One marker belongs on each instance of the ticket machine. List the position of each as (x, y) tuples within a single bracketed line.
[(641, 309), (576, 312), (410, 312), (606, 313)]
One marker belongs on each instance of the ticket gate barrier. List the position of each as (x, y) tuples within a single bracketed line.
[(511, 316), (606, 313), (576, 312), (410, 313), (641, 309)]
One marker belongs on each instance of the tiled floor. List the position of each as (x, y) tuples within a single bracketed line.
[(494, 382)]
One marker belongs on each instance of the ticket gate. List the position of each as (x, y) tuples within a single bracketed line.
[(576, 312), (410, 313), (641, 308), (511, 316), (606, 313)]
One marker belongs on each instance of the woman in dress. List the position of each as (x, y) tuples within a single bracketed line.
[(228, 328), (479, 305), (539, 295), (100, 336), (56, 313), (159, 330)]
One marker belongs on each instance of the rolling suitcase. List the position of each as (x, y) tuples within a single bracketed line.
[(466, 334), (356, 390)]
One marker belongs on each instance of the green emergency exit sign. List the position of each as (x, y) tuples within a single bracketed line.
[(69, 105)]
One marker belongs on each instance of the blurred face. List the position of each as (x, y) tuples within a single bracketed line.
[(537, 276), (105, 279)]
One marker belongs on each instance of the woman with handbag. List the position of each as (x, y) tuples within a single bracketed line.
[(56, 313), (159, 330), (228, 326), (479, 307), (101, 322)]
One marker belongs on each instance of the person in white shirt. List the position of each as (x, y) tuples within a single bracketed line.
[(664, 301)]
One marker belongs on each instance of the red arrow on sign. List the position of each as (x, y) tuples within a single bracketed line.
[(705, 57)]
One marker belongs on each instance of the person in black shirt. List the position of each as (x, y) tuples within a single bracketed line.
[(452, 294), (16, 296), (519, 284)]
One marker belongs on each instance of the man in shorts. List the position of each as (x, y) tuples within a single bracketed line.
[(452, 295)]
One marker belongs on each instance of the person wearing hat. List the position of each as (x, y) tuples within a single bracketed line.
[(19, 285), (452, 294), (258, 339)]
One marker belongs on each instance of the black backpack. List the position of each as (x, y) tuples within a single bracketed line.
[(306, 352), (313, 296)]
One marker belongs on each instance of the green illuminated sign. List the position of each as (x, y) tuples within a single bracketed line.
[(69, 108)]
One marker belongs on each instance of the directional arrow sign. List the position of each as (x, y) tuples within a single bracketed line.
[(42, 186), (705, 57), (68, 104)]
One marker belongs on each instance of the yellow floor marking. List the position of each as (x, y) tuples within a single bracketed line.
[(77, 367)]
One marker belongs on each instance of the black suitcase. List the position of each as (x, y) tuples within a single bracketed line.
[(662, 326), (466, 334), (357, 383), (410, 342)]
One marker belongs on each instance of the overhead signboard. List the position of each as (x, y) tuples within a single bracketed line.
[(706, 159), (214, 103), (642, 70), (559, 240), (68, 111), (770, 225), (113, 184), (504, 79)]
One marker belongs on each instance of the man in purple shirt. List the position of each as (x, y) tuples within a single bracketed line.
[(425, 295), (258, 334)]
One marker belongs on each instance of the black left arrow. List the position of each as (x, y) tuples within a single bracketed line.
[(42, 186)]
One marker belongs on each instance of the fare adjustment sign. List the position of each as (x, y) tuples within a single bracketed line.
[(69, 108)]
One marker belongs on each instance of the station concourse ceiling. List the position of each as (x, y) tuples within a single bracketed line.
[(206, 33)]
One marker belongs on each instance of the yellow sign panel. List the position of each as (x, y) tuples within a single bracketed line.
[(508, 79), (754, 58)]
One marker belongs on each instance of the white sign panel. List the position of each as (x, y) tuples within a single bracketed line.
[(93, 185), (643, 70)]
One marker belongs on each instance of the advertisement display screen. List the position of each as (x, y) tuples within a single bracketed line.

+ + +

--- Énoncé de l'exercice ---
Range toutes les lignes des enregistrements ci-dessus dans un tableau Markdown à deux colonnes : « Numéro » pour le numéro de rang et « Ligne » pour le texte, sans reprendre les lignes vides.

--- Réponse rédigée ---
| Numéro | Ligne |
|---|---|
| 1 | One marker belongs on each instance of the ticket machine. List the position of each as (x, y) tuples within a single bracketed line. |
| 2 | [(641, 309), (576, 312), (410, 312), (606, 313)] |
| 3 | One marker belongs on each instance of the ticket gate barrier. List the position of each as (x, y) tuples within a single bracketed line. |
| 4 | [(511, 316), (606, 313), (576, 312), (410, 313), (641, 309)] |
| 5 | One marker belongs on each instance of the tiled floor. List the position of each as (x, y) tuples within a single bracketed line. |
| 6 | [(494, 382)] |
| 7 | One marker belongs on each instance of the ticket gate. List the position of each as (x, y) tuples within a single bracketed line. |
| 8 | [(576, 312), (410, 313), (641, 308), (511, 316), (606, 313)] |
| 9 | One marker belongs on each instance of the woman in dress. List the position of each as (x, y) tuples within a single bracketed line. |
| 10 | [(228, 328), (479, 305), (539, 295), (100, 336), (56, 313), (159, 330)] |
| 11 | One marker belongs on each instance of the rolling suitcase. List the position of each as (x, y) tuples within a single bracketed line. |
| 12 | [(466, 334), (356, 390)] |
| 13 | One marker belongs on each instance of the green emergency exit sign. List the position of each as (x, y) tuples within a single bracketed line. |
| 14 | [(69, 105)] |
| 15 | One marker belongs on each instance of the blurred face. List the position of each as (x, y) tuples within a single bracketed line. |
| 16 | [(537, 276), (105, 279)] |
| 17 | One marker belongs on each instance of the woman with handbag. List the position of each as (x, y) tuples within a single bracketed line. |
| 18 | [(56, 313), (159, 330), (228, 326), (479, 307), (101, 322)] |
| 19 | One marker belongs on each instance of the person in white shirt. List the position of each as (x, y) tuples within a single bracketed line. |
| 20 | [(664, 301)] |
| 21 | One marker belongs on each instance of the red arrow on sign. List the position of each as (x, y) tuples within a single bracketed line. |
| 22 | [(705, 57)] |
| 23 | One marker belongs on each instance of the person in black shirt. List the position of each as (x, y) tuples within a single bracketed line. |
| 24 | [(452, 294), (16, 296), (519, 284)] |
| 25 | One marker belongs on each instance of the man in shorts. List the position of each as (x, y) tuples within a single bracketed line. |
| 26 | [(452, 295)] |
| 27 | One marker belongs on each instance of the person wearing hat. List the position of each as (x, y) tuples within a single bracketed line. |
| 28 | [(19, 285), (452, 294), (258, 339)] |
| 29 | One marker belongs on each instance of the black backpack. List the position of each as (x, y) tuples within a single bracketed line. |
| 30 | [(306, 352), (313, 296)] |
| 31 | One marker belongs on each instance of the green illuminated sign. List the position of each as (x, y) tuples within a single bracketed line. |
| 32 | [(69, 108)] |
| 33 | One marker belongs on each instance of the directional arrow sign. List the position of each as (x, y) tuples within a single bracketed line. |
| 34 | [(42, 186), (705, 57), (68, 104)] |
| 35 | One marker belongs on each instance of the yellow floor marking. List the position of each as (x, y) tuples within a single bracketed line. |
| 36 | [(77, 367)] |
| 37 | One marker belongs on each instance of the black suitcase. List the position of each as (x, y) tuples within a single bracketed line. |
| 38 | [(662, 326), (466, 334), (357, 383), (410, 342)] |
| 39 | One marker belongs on each instance of the overhead signboard. List the position of each as (x, y) tuples within a single bracketed line. |
| 40 | [(706, 159), (214, 103), (642, 70), (559, 240), (68, 111), (770, 225), (113, 184), (504, 79)] |
| 41 | One marker belongs on each instance of the man in purple shirt. List the position of each as (x, y) tuples within a single bracketed line. |
| 42 | [(425, 295), (258, 334)] |
| 43 | One marker belongs on each instance of the black left arrow. List the position of each as (x, y) tuples within a single bracketed line. |
| 44 | [(42, 186)] |
| 45 | One marker belongs on each instance of the fare adjustment sign. List the position of each as (x, y) tuples within a single bracketed line. |
| 46 | [(69, 108)] |
| 47 | One marker belongs on each instance of the station concourse ceiling. List the position of each as (x, y) tuples within a single bracketed line. |
| 48 | [(206, 33)] |
| 49 | One marker belongs on each instance of the yellow sign panel. List the position of each as (x, y) tuples within a single bracketed line. |
| 50 | [(508, 79), (754, 58)] |
| 51 | One marker belongs on each instance of the white sign panel. List the position of each as (x, y) tuples within a single bracketed line. |
| 52 | [(93, 185), (643, 70)] |
| 53 | One marker belongs on each instance of the advertisement display screen. List the position of each as (x, y) tuples within a single bracketed line. |